In almost interview of ASP.NET there would be a lot of question about “ASP.NET Application Life Cycle”. I have found following article which is explaining this topic very nicely.
In this article, we will try to understand what happens when a user submits a request to an ASP.NET web app. There are lots of articles that explain this topic, but none that shows in a clear way what really happens in depth during the request. After reading this article, you will be able to understand:
- What is a Web Server
- HTTP – TCP/IP protocol
- Web communication
- Application Manager
- Hosting environment
- Application Domain
- Application Pool
- How many app domains are created against a client request
- How many HttpApplications are created against a request and how I can affect this behaviour
- What is the work processor and how many of it are running against a request
- What happens in depth between a request and a response
Start from scratch
All the articles I have read usually begins with “The user sends a request to IIS… bla bla bla”. Everyone knows that IIS is a web server where we host our web applications (and much more), but what is a web server?
Let start from the real beginning.

=======

## Instructions
1 - Render this sentence from the ASP.NET article in Spanish: "Everyone knows that IIS is a web server where we host our web applications (and much more), but what is a web server?"
2 - In the ASP.NET article, what phrase do the articles the author has read usually begin with?
3 - Please extend the ASP.NET article with new writing that follows its last line, "Let start from the real beginning."
The records that come next play no role in this work.

[Dataset excerpt]

=======

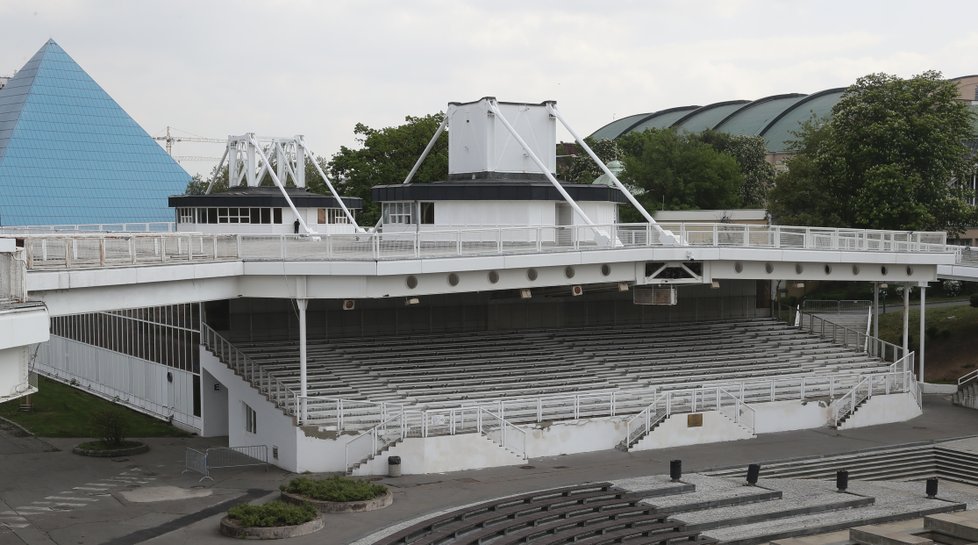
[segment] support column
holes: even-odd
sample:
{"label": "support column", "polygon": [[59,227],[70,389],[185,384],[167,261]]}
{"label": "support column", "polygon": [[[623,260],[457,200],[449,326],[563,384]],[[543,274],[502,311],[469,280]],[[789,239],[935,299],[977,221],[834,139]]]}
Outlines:
{"label": "support column", "polygon": [[918,345],[920,350],[917,351],[917,361],[920,362],[920,378],[918,379],[921,384],[927,382],[924,379],[924,339],[926,338],[927,331],[927,284],[922,284],[920,286],[920,341]]}
{"label": "support column", "polygon": [[910,353],[910,285],[903,286],[903,355]]}
{"label": "support column", "polygon": [[299,422],[306,421],[306,308],[308,299],[296,299],[295,306],[299,308]]}
{"label": "support column", "polygon": [[880,338],[880,283],[873,282],[873,336]]}

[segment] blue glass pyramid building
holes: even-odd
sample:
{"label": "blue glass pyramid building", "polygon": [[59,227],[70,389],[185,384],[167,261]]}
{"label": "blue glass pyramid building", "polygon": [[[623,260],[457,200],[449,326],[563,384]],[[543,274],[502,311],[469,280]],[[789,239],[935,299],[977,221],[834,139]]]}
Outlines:
{"label": "blue glass pyramid building", "polygon": [[173,221],[189,180],[53,40],[0,89],[0,226]]}

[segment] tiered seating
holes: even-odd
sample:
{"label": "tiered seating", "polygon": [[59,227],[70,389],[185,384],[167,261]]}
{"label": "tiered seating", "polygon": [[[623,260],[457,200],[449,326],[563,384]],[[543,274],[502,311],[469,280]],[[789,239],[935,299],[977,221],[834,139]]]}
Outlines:
{"label": "tiered seating", "polygon": [[[661,492],[677,493],[680,488]],[[641,499],[613,489],[610,483],[531,492],[431,517],[376,543],[716,543],[684,522],[641,505]]]}
{"label": "tiered seating", "polygon": [[[298,389],[293,341],[236,345]],[[429,408],[501,398],[852,377],[886,364],[773,320],[337,339],[307,344],[310,395]],[[844,387],[846,382],[840,382]],[[770,388],[748,388],[762,400]],[[840,391],[841,393],[841,391]]]}

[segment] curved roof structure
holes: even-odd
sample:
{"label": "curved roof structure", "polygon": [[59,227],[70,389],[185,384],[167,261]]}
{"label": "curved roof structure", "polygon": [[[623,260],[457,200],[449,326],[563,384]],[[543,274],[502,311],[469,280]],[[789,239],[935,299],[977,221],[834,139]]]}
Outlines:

=======

## Results
1 - Todo el mundo sabe que IIS es un servidor web donde alojamos nuestras aplicaciones web (y mucho más), pero ¿qué es un servidor web?

2 - They usually begin with "The user sends a request to IIS… bla bla bla."

3 -
A Web Server (like Internet Information Server/Apache/etc.) is a piece of software that enables a website to be viewed using HTTP. We can abstract this concept by saying that a web server is a piece of software that allows resources (web pages, images, etc.) to be requested over the HTTP protocol. I am sure many of you have thought that a web server is just a special super computer, but it’s just the software that runs on it that makes the difference between a normal computer and a web server.
As everyone knows, in a Web Communication, there are two main actors: the Client and the Server.
The client and the server, of course, need a connection to be able to communicate with each other, and a common set of rules to be able to understand each other. The rules they need to communicate are called protocols. Conceptually, when we speak to someone, we are using a protocol. The protocols in human communication are rules about appearance, speaking, listening, and understanding. These rules, also called protocols of conversation, represent different layers of communication. They work together to help people communicate successfully. The need for protocols also applies to computing systems. A communications protocol is a formal description of digital message formats and the rules for exchanging those messages in or between computing systems and in telecommunications.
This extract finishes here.